— start of Text extract —

Joseph Santoro (left) conducts a preview of some of the 500 holy relics exhibited on April 5 at Our Lady of Mount Carmel Oratory in Montclair, New Jersey. He is joined by Father Giandomenico Flora, rector of OLMC, who helped host the event. (Photos: Bill Miller)

MONTCLAIR, N.J. — Throughout his adult life, Joseph Santoro has spent about $250,000 on relics from various saints, the Holy Family, and from the Crucifixion of Jesus. He doesn’t, however, want to be called a “collector.” 

Whenever he acquires an item, Santoro said he doesn’t like to say he bought it. He prefers the term “rescued.”

“You do have to give some sort of money to rescue these relics,” he said, “but I don’t like using the words ‘purchase’ or ‘buy.’ ”

Relics exhibited at Our Lady of Mount Carmel Oratory in Montclair, New Jersey, included a fragment of a veil worn by Mary, Mother of Jesus.

— end of Text extract —
— start of Material supplied —

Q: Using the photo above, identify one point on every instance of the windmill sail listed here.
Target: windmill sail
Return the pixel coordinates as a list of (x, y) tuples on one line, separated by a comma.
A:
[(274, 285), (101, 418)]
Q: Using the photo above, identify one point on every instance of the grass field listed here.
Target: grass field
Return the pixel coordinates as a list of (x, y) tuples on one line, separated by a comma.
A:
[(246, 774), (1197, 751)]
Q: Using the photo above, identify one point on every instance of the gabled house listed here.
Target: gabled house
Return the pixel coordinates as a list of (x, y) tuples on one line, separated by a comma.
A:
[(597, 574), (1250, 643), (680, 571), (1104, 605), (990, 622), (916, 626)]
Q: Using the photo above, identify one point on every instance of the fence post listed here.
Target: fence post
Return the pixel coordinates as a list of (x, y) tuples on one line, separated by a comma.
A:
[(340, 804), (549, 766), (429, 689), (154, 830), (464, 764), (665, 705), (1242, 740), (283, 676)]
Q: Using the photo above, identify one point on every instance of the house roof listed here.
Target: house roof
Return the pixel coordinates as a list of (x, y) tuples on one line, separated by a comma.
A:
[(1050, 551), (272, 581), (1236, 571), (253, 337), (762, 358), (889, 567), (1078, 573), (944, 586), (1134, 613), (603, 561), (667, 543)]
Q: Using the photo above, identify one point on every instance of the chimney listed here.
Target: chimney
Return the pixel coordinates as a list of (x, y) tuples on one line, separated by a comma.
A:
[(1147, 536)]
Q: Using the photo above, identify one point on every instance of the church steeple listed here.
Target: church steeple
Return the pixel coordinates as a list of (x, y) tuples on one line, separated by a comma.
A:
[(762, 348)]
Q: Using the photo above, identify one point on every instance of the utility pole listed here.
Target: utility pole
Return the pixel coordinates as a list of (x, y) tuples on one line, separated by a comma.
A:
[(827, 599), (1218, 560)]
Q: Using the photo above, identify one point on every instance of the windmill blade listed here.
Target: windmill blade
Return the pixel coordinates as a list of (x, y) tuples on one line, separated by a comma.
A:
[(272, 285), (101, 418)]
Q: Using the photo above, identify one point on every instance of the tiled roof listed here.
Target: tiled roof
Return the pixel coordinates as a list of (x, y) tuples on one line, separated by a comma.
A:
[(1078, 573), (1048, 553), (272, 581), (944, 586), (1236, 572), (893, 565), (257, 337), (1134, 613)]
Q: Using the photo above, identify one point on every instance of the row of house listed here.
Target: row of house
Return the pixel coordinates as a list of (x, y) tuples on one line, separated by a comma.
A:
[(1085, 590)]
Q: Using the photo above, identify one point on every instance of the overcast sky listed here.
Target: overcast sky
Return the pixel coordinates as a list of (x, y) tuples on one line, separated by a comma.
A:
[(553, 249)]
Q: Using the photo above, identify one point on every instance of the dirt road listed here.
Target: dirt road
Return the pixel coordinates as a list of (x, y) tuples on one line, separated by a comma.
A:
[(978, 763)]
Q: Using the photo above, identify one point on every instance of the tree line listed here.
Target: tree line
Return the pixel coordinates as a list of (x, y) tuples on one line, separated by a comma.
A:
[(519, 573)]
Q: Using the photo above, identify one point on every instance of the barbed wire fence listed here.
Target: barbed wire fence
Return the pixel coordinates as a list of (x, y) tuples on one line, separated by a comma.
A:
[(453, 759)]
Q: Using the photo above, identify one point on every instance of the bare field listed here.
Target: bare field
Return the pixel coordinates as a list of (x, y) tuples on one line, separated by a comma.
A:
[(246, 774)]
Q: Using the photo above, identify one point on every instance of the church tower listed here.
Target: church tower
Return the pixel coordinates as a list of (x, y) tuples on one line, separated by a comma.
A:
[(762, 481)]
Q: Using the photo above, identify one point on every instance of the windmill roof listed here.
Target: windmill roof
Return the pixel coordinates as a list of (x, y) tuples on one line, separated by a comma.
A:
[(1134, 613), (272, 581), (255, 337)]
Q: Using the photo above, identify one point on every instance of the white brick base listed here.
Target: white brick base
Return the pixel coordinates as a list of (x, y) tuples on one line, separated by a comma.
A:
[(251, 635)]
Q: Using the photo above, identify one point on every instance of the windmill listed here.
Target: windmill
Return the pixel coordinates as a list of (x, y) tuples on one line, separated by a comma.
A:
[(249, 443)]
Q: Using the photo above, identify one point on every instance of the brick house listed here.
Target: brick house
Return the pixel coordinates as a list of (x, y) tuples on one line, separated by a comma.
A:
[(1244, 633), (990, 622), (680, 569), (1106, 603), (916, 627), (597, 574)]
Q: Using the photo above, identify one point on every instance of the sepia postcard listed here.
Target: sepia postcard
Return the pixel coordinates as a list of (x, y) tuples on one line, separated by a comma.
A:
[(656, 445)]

— end of Material supplied —

What you will do:
1. Rewrite the paragraph of the relics article that begins "Joseph Santoro (left) conducts a preview" more briefly, keeping its main facts.
2. In the entries, edit everything from the line containing "windmill roof listed here." down to the end of the entries so that "pixel coordinates" becomes "image coordinates", leaving all else unchanged, and return only those lines.

Solutions per task:
1. Joseph Santoro previews some of the 500 holy relics exhibited on April 5 at Our Lady of Mount Carmel Oratory in Montclair, New Jersey. He is joined by Father Giandomenico Flora, the OLMC rector who helped host the event.

2.
Q: Using the photo above, identify one point on every instance of the windmill roof listed here.
Target: windmill roof
Return the image coordinates as a list of (x, y) tuples on one line, separated by a comma.
A:
[(1134, 613), (272, 581), (255, 337)]
Q: Using the photo above, identify one point on every instance of the white brick base listed here.
Target: white brick base
Return the image coordinates as a list of (x, y) tuples on one line, separated by a comma.
A:
[(251, 635)]
Q: Using the photo above, identify one point on every instance of the windmill listed here.
Target: windmill
Return the image coordinates as a list of (x, y) tuples on one line, separated by a comma.
A:
[(249, 443)]
Q: Using the photo above, identify one point on every instance of the brick house listed here.
Target: brick house
Return the image coordinates as a list of (x, y) tuples on one line, separated by a comma.
A:
[(1244, 633), (990, 622), (680, 569), (1106, 603), (916, 627), (597, 574)]
Q: Using the photo above, identify one point on every instance of the sepia postcard listed here.
Target: sepia postcard
Return the image coordinates as a list of (x, y) tuples on one line, separated by a comma.
A:
[(656, 445)]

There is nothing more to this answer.